Extrait du jeu de données:
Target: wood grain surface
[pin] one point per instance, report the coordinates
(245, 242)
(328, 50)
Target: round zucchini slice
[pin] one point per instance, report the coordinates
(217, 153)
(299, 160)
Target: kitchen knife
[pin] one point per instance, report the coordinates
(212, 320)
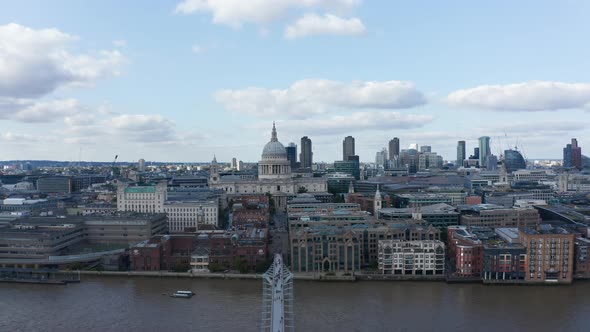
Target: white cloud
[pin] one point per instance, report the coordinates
(527, 96)
(49, 111)
(30, 110)
(356, 122)
(120, 43)
(34, 63)
(313, 24)
(238, 12)
(17, 138)
(197, 49)
(314, 96)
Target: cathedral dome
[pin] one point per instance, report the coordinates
(274, 163)
(274, 149)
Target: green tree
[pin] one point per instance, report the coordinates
(262, 266)
(215, 267)
(182, 267)
(240, 265)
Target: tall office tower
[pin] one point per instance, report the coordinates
(567, 156)
(484, 150)
(576, 154)
(492, 163)
(409, 159)
(460, 153)
(141, 165)
(292, 154)
(347, 147)
(381, 158)
(306, 156)
(394, 148)
(513, 161)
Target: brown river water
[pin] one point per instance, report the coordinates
(143, 304)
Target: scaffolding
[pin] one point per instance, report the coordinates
(277, 298)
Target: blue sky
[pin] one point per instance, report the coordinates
(183, 80)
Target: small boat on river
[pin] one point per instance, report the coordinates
(183, 294)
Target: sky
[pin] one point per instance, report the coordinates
(186, 80)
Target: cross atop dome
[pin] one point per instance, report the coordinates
(274, 138)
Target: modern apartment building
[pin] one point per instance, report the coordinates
(425, 257)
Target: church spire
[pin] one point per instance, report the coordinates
(274, 133)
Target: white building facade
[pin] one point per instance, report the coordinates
(191, 215)
(425, 257)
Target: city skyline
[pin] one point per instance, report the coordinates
(183, 81)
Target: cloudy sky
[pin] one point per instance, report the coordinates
(183, 80)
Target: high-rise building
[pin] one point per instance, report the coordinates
(428, 160)
(460, 153)
(513, 161)
(567, 156)
(292, 154)
(394, 148)
(347, 147)
(409, 160)
(306, 156)
(141, 165)
(492, 163)
(572, 155)
(381, 157)
(484, 150)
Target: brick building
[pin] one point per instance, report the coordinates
(550, 254)
(582, 263)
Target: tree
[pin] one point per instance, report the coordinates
(182, 267)
(374, 265)
(240, 265)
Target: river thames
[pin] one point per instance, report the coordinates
(143, 304)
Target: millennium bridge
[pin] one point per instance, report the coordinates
(277, 298)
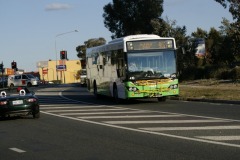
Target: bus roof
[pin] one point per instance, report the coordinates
(119, 43)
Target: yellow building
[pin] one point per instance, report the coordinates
(66, 71)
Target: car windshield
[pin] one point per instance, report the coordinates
(30, 76)
(151, 65)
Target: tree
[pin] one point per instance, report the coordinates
(81, 50)
(132, 17)
(234, 28)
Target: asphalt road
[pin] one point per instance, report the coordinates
(75, 125)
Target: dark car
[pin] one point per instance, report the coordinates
(22, 103)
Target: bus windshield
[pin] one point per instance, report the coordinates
(151, 65)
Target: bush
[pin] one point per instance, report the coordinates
(210, 72)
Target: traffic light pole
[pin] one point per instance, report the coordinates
(56, 48)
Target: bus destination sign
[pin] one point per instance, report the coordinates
(150, 44)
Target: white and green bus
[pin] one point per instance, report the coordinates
(133, 67)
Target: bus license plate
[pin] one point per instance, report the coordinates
(17, 102)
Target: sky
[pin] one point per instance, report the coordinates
(32, 31)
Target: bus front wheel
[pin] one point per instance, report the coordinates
(162, 99)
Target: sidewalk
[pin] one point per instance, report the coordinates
(213, 91)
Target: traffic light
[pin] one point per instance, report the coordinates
(1, 66)
(14, 65)
(63, 55)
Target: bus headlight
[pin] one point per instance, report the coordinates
(173, 86)
(132, 89)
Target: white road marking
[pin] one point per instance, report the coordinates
(97, 113)
(17, 150)
(89, 110)
(190, 128)
(220, 138)
(130, 116)
(165, 121)
(148, 132)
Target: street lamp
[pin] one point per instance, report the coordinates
(56, 46)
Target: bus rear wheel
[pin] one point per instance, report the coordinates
(95, 90)
(162, 99)
(115, 94)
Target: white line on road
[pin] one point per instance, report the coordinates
(190, 128)
(87, 110)
(130, 116)
(17, 150)
(96, 113)
(221, 138)
(164, 121)
(149, 132)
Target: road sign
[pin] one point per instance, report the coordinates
(61, 67)
(45, 71)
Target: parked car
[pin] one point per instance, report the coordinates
(3, 82)
(22, 103)
(27, 80)
(83, 77)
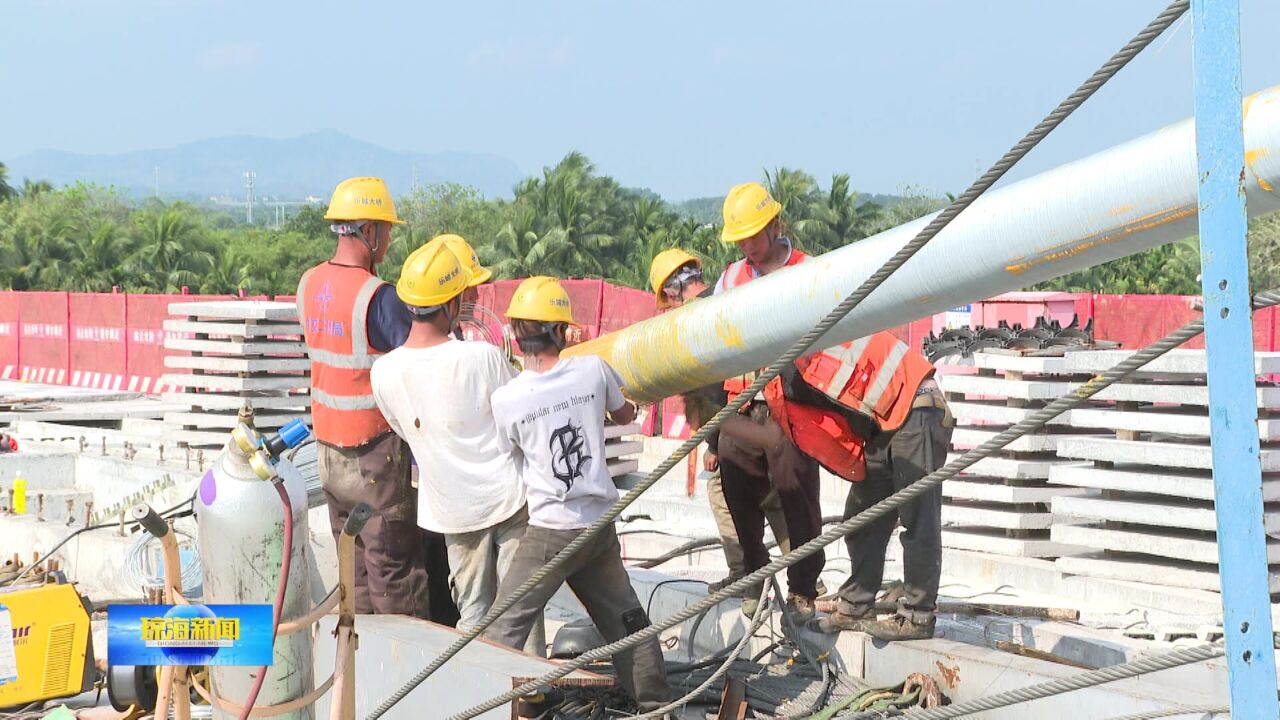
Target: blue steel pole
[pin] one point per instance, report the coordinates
(1229, 342)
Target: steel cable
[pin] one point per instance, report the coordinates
(1069, 105)
(1033, 422)
(1164, 661)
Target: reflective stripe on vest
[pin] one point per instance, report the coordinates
(860, 374)
(343, 410)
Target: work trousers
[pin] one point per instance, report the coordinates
(772, 509)
(754, 452)
(391, 566)
(478, 561)
(894, 461)
(600, 582)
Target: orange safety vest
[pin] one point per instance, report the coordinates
(333, 308)
(876, 376)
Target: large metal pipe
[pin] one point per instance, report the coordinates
(1130, 197)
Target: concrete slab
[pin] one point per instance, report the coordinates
(1009, 468)
(1168, 513)
(993, 516)
(1174, 546)
(1000, 545)
(233, 328)
(990, 413)
(219, 401)
(1159, 454)
(993, 490)
(222, 364)
(393, 648)
(1165, 481)
(259, 346)
(1175, 361)
(1160, 573)
(232, 383)
(1002, 387)
(1176, 395)
(237, 309)
(1019, 363)
(968, 437)
(1161, 420)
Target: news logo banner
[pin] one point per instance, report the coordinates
(190, 634)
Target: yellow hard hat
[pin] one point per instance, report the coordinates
(540, 299)
(664, 264)
(362, 199)
(470, 260)
(748, 208)
(432, 276)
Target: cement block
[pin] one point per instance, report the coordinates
(1191, 515)
(996, 543)
(1159, 454)
(1161, 420)
(231, 383)
(1173, 363)
(993, 516)
(238, 347)
(1155, 572)
(1174, 546)
(219, 401)
(1178, 483)
(1019, 363)
(1008, 468)
(222, 364)
(988, 413)
(991, 490)
(237, 309)
(1002, 387)
(1176, 395)
(233, 328)
(973, 437)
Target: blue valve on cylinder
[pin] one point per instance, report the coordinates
(273, 446)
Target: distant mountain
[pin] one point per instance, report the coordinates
(289, 169)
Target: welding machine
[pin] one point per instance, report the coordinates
(50, 651)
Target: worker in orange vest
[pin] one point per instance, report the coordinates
(869, 411)
(676, 278)
(350, 317)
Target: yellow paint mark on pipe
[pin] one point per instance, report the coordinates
(1086, 244)
(1252, 156)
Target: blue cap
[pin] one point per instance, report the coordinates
(295, 432)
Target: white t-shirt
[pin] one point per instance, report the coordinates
(438, 400)
(556, 420)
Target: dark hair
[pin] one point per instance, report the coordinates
(535, 336)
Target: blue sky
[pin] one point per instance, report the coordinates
(684, 98)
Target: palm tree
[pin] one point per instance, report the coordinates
(7, 191)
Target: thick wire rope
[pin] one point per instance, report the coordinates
(762, 611)
(1040, 691)
(1073, 101)
(1036, 420)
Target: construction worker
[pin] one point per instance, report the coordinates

À FAIRE: Présentez toutes les lignes ci-dessus sous forme de liste numérotée, en omettant les lignes vides et les images.

CORRIGÉ CI-DESSOUS:
1. Target: wood grain surface
2. [pin] one point per instance, report the coordinates
3. (245, 242)
4. (328, 50)
5. Target: round zucchini slice
6. [pin] one point per instance, report the coordinates
7. (217, 153)
8. (299, 160)
9. Target: kitchen knife
10. [pin] one point per instance, report the coordinates
11. (212, 320)
12. Target: white cloud
13. [pin] one point per instance, report the coordinates
14. (527, 96)
15. (49, 111)
16. (30, 110)
17. (356, 122)
18. (120, 43)
19. (34, 63)
20. (313, 24)
21. (238, 12)
22. (17, 138)
23. (197, 49)
24. (314, 96)
25. Target: cathedral dome
26. [pin] one point per instance, report the coordinates
27. (274, 163)
28. (274, 149)
29. Target: green tree
30. [pin] one point per instance, report the coordinates
31. (262, 266)
32. (215, 267)
33. (182, 267)
34. (240, 265)
35. Target: tall office tower
36. [pin] one point per instance, report the coordinates
37. (567, 156)
38. (484, 150)
39. (576, 154)
40. (492, 163)
41. (409, 159)
42. (460, 153)
43. (141, 165)
44. (292, 154)
45. (347, 147)
46. (381, 158)
47. (306, 156)
48. (394, 148)
49. (513, 161)
50. Target: brown river water
51. [pin] one point per instance, report the coordinates
52. (143, 304)
53. Target: scaffolding
54. [pin] one point per instance, report the coordinates
55. (277, 298)
56. Target: blue sky
57. [pin] one point per instance, report the coordinates
58. (183, 80)
59. Target: small boat on river
60. [pin] one point per instance, report the coordinates
61. (183, 294)
62. Target: sky
63. [pin] one point per instance, report the coordinates
64. (186, 80)
65. Target: cross atop dome
66. [pin] one point per instance, report the coordinates
67. (274, 138)
68. Target: modern apartment building
69. [pin] one point per instance, report the coordinates
70. (425, 257)
71. Target: church spire
72. [pin] one point per instance, report the coordinates
73. (274, 133)
74. Target: white building facade
75. [pin] one point per instance, report the coordinates
76. (191, 215)
77. (425, 257)
78. Target: city skyline
79. [pin] one point per instance, report the coordinates
80. (183, 81)
81. Target: cloudy sky
82. [pin] one point per instance, report the coordinates
83. (183, 80)
84. Target: high-rise building
85. [pin] one point per instance, report the coordinates
86. (428, 160)
87. (460, 153)
88. (513, 161)
89. (567, 156)
90. (292, 154)
91. (394, 148)
92. (347, 147)
93. (409, 160)
94. (306, 156)
95. (141, 165)
96. (492, 163)
97. (572, 155)
98. (381, 157)
99. (484, 150)
100. Target: brick building
101. [pin] one point per instance, report the coordinates
102. (550, 254)
103. (582, 263)
104. Target: tree
105. [pin] one point per instance, report the coordinates
106. (182, 267)
107. (374, 265)
108. (240, 265)
109. Target: river thames
110. [pin] one point per instance, report the coordinates
111. (143, 304)
112. Target: millennium bridge
113. [pin] one point per instance, report the coordinates
114. (277, 298)
115. Target: bus roof
116. [pin] one point per instance, report the coordinates
117. (119, 43)
118. Target: yellow building
119. [pin] one point per instance, report the coordinates
120. (66, 71)
121. Target: car windshield
122. [pin] one point per instance, report the coordinates
123. (30, 76)
124. (151, 65)
125. Target: tree
126. [pin] one point per instance, report the coordinates
127. (81, 50)
128. (132, 17)
129. (234, 28)
130. Target: asphalt road
131. [pin] one point per instance, report the coordinates
132. (75, 125)
133. Target: dark car
134. [pin] one point per instance, report the coordinates
135. (22, 103)
136. Target: bus windshield
137. [pin] one point per instance, report the coordinates
138. (151, 65)
139. Target: bush
140. [pin] one point per instance, report the coordinates
141. (210, 72)
142. Target: traffic light pole
143. [pin] one point per instance, report the coordinates
144. (56, 48)
145. Target: bus destination sign
146. [pin] one point per instance, report the coordinates
147. (150, 44)
148. Target: white and green bus
149. [pin] one point per instance, report the coordinates
150. (133, 67)
151. Target: bus license plate
152. [pin] one point per instance, report the coordinates
153. (17, 102)
154. Target: sky
155. [pin] one point per instance, report the coordinates
156. (32, 31)
157. Target: bus front wheel
158. [pin] one point per instance, report the coordinates
159. (162, 99)
160. Target: sidewalk
161. [pin] one point per instance, report the coordinates
162. (213, 91)
163. Target: traffic light
164. [pin] one point per instance, report the coordinates
165. (1, 66)
166. (14, 65)
167. (63, 55)
168. Target: bus headlight
169. [pin] one point per instance, report the coordinates
170. (173, 86)
171. (132, 89)
172. Target: white road marking
173. [pin] one point per instance, report the coordinates
174. (97, 113)
175. (17, 150)
176. (89, 110)
177. (190, 128)
178. (220, 138)
179. (130, 116)
180. (165, 121)
181. (148, 132)
182. Target: street lamp
183. [pin] one point per instance, report the coordinates
184. (56, 46)
185. Target: bus rear wheel
186. [pin] one point per instance, report the coordinates
187. (95, 90)
188. (162, 99)
189. (115, 94)
190. Target: white line on road
191. [pin] one point per instance, report the coordinates
192. (190, 128)
193. (87, 110)
194. (130, 116)
195. (17, 150)
196. (96, 113)
197. (221, 138)
198. (164, 121)
199. (149, 132)
200. Target: road sign
201. [pin] one point per instance, report the coordinates
202. (61, 67)
203. (45, 71)
204. Target: parked car
205. [pin] one point per instance, report the coordinates
206. (3, 82)
207. (22, 103)
208. (27, 80)
209. (83, 77)
210. Target: blue steel pole
211. [pin] one point per instance, report the coordinates
212. (1229, 342)
213. Target: steel cable
214. [pin] one point per instance, report the coordinates
215. (1069, 105)
216. (1033, 422)
217. (1164, 661)
218. Target: reflective stripe on vest
219. [pin] one point per instance, report the coordinates
220. (860, 374)
221. (343, 410)
222. Target: work trousers
223. [pin] one point per instance, report the coordinates
224. (772, 509)
225. (754, 452)
226. (391, 566)
227. (478, 561)
228. (894, 461)
229. (600, 582)
230. Target: orange safety vest
231. [pin] one point per instance, report the coordinates
232. (333, 308)
233. (876, 376)
234. Target: large metal pipe
235. [pin] one point per instance, report the coordinates
236. (1130, 197)
237. Target: concrete slab
238. [pin] one point per instance, report the coordinates
239. (1009, 468)
240. (1168, 513)
241. (993, 516)
242. (1174, 546)
243. (1000, 545)
244. (233, 328)
245. (990, 413)
246. (219, 401)
247. (1159, 454)
248. (993, 490)
249. (222, 364)
250. (393, 648)
251. (1165, 481)
252. (259, 346)
253. (1175, 361)
254. (1160, 573)
255. (232, 383)
256. (1002, 387)
257. (1176, 395)
258. (237, 309)
259. (1019, 363)
260. (968, 437)
261. (1161, 420)
262. Target: news logo banner
263. [pin] one point per instance, report the coordinates
264. (190, 634)
265. Target: yellow hard hat
266. [pin] one point per instance, report the coordinates
267. (540, 299)
268. (664, 264)
269. (362, 199)
270. (470, 260)
271. (748, 208)
272. (432, 276)
273. Target: cement block
274. [pin] one point per instance, report the coordinates
275. (1191, 515)
276. (996, 543)
277. (1159, 454)
278. (1161, 420)
279. (231, 383)
280. (1173, 363)
281. (993, 516)
282. (238, 347)
283. (1155, 572)
284. (1174, 546)
285. (219, 401)
286. (1178, 483)
287. (1019, 363)
288. (1008, 468)
289. (222, 364)
290. (988, 413)
291. (991, 490)
292. (237, 309)
293. (1002, 387)
294. (1176, 395)
295. (233, 328)
296. (973, 437)
297. Target: blue valve on cylinder
298. [pin] one point per instance, report the coordinates
299. (273, 446)
300. Target: distant mountain
301. [pin] one point per instance, report the coordinates
302. (289, 169)
303. Target: welding machine
304. [pin] one point per instance, report the coordinates
305. (50, 651)
306. Target: worker in orange vest
307. [pin] one point per instance, report the coordinates
308. (869, 411)
309. (676, 278)
310. (350, 317)
311. Target: yellow paint mark on pipe
312. [pin] one point per instance, report the coordinates
313. (1086, 244)
314. (1252, 156)
315. Target: blue cap
316. [pin] one point per instance, report the coordinates
317. (295, 432)
318. Target: white t-shirt
319. [pin] one point per instance, report the coordinates
320. (438, 400)
321. (556, 420)
322. Target: dark hair
323. [pin] one point per instance, report the coordinates
324. (535, 336)
325. Target: blue sky
326. [pin] one point per instance, report the coordinates
327. (684, 98)
328. Target: palm tree
329. [pin] one point per instance, report the coordinates
330. (7, 191)
331. Target: thick wire rope
332. [pin] one point per instance, report the coordinates
333. (762, 611)
334. (1040, 691)
335. (1073, 101)
336. (1036, 420)
337. Target: construction worker
338. [pin] one point per instance, report the coordinates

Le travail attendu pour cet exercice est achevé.